*Exercise task*
Convert the records below, from their start through the line containing "x=192, y=152", into a Markdown table with the columns Row and Line, giving each line its row number and leaving out blank lines.

• • • •

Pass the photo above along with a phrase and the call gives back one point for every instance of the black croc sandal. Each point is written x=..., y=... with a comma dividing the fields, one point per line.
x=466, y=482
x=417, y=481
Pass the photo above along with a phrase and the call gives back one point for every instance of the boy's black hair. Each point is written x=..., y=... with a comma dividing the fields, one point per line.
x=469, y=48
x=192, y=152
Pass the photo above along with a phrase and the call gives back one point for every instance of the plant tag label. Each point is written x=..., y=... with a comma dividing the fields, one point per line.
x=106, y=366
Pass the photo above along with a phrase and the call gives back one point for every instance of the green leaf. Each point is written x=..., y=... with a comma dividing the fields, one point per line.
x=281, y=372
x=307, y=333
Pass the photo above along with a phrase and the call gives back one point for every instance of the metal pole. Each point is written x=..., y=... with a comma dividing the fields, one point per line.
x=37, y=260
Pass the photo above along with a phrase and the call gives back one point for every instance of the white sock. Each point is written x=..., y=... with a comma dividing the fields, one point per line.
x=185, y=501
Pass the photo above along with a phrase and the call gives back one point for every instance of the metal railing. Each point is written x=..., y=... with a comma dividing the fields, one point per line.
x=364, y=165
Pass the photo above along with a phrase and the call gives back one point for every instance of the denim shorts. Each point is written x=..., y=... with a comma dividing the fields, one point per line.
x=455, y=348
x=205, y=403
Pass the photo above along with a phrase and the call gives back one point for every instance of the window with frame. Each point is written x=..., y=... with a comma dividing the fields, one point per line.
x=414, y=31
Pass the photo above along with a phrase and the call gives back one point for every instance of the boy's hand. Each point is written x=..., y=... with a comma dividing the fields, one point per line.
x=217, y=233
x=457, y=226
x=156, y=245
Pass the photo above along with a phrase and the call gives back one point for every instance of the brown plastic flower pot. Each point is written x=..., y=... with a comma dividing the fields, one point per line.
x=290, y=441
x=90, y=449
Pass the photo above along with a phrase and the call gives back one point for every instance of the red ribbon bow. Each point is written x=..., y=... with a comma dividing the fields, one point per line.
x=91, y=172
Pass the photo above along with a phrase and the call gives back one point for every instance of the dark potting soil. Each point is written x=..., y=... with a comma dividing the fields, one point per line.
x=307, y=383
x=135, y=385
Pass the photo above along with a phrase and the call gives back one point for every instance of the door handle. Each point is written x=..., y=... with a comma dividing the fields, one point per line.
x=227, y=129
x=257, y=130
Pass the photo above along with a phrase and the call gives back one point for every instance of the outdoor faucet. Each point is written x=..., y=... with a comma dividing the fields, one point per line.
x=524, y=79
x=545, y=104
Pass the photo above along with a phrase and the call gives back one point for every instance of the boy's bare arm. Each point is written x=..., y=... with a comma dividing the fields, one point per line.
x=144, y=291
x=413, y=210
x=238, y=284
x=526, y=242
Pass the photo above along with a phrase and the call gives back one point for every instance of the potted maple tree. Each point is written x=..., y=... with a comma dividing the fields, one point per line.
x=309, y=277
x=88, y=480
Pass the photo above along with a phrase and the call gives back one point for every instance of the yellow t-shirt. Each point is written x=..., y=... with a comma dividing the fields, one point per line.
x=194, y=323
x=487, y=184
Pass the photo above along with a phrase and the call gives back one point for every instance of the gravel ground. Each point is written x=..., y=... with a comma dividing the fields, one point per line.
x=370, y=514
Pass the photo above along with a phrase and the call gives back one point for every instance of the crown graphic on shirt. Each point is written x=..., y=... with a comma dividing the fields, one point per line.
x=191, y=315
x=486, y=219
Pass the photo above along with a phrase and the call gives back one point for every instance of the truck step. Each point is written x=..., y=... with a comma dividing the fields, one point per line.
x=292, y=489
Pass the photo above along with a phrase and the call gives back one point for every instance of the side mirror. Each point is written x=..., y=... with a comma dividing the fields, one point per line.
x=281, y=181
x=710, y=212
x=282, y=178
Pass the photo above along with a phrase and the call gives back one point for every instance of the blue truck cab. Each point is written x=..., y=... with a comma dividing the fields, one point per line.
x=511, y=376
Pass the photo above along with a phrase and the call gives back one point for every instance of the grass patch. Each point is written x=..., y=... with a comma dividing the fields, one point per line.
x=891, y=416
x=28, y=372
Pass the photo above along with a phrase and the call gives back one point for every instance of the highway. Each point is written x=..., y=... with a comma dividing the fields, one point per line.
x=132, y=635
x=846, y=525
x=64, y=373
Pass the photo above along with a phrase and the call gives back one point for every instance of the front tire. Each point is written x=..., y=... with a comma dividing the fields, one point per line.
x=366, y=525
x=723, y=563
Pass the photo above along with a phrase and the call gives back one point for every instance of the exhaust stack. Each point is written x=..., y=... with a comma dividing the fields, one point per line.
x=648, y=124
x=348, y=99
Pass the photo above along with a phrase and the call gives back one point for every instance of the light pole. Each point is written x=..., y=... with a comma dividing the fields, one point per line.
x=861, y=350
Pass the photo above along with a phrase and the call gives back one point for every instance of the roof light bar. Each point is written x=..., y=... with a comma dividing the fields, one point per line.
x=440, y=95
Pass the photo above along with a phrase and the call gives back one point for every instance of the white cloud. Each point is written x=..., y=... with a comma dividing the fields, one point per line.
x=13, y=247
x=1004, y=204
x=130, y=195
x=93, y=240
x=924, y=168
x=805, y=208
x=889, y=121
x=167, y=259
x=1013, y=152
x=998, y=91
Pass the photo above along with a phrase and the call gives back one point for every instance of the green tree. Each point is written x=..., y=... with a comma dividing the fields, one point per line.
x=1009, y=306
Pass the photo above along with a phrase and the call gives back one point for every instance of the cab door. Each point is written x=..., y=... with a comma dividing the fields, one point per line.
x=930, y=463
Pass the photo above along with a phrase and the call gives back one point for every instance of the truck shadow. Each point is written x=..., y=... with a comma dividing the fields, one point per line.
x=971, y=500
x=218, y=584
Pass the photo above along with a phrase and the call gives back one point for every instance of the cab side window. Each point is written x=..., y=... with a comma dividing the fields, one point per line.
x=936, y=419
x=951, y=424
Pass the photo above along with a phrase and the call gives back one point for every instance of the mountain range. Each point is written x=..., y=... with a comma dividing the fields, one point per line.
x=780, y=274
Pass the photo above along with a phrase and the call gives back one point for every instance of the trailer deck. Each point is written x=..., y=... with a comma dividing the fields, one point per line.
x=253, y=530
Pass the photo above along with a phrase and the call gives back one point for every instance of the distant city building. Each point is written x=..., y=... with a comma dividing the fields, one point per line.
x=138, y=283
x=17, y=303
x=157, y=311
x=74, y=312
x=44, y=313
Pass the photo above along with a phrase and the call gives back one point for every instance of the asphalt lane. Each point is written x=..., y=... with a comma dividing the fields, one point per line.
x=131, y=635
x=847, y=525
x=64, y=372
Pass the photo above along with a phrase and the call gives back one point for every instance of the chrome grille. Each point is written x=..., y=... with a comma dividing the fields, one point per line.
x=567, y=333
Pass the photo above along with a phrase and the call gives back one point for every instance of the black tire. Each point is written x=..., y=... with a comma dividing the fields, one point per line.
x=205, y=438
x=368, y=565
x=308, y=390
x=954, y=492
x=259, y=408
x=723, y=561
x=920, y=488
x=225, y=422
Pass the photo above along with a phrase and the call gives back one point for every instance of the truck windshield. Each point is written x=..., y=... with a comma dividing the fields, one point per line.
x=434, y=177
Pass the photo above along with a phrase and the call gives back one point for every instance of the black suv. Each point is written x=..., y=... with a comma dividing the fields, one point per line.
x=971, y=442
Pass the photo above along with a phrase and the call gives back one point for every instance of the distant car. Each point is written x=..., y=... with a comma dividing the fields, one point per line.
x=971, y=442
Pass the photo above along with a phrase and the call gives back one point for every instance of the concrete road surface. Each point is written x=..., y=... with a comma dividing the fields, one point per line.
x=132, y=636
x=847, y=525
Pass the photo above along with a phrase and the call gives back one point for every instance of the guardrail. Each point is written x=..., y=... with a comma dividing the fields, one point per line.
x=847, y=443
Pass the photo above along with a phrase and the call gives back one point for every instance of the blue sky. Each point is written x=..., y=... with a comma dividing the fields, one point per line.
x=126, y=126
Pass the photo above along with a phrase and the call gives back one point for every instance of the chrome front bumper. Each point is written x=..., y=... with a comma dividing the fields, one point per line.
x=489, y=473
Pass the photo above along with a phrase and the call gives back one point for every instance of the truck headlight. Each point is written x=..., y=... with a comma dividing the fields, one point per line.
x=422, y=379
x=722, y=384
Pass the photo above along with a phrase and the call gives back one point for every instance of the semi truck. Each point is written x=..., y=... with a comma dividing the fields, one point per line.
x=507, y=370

• • • •

*The output*
| Row | Line |
|---|---|
| 1 | Pass the photo above along with a phrase and the call gives back one point for every instance of the black croc sandal. Each point is written x=..., y=... with a comma dividing the fields, one point per line. |
| 2 | x=466, y=482 |
| 3 | x=417, y=481 |
| 4 | Pass the photo above along with a phrase and the call gives back one point for every instance of the boy's black hair. Each point is written x=..., y=... with a comma dividing the fields, one point per line. |
| 5 | x=469, y=48 |
| 6 | x=192, y=152 |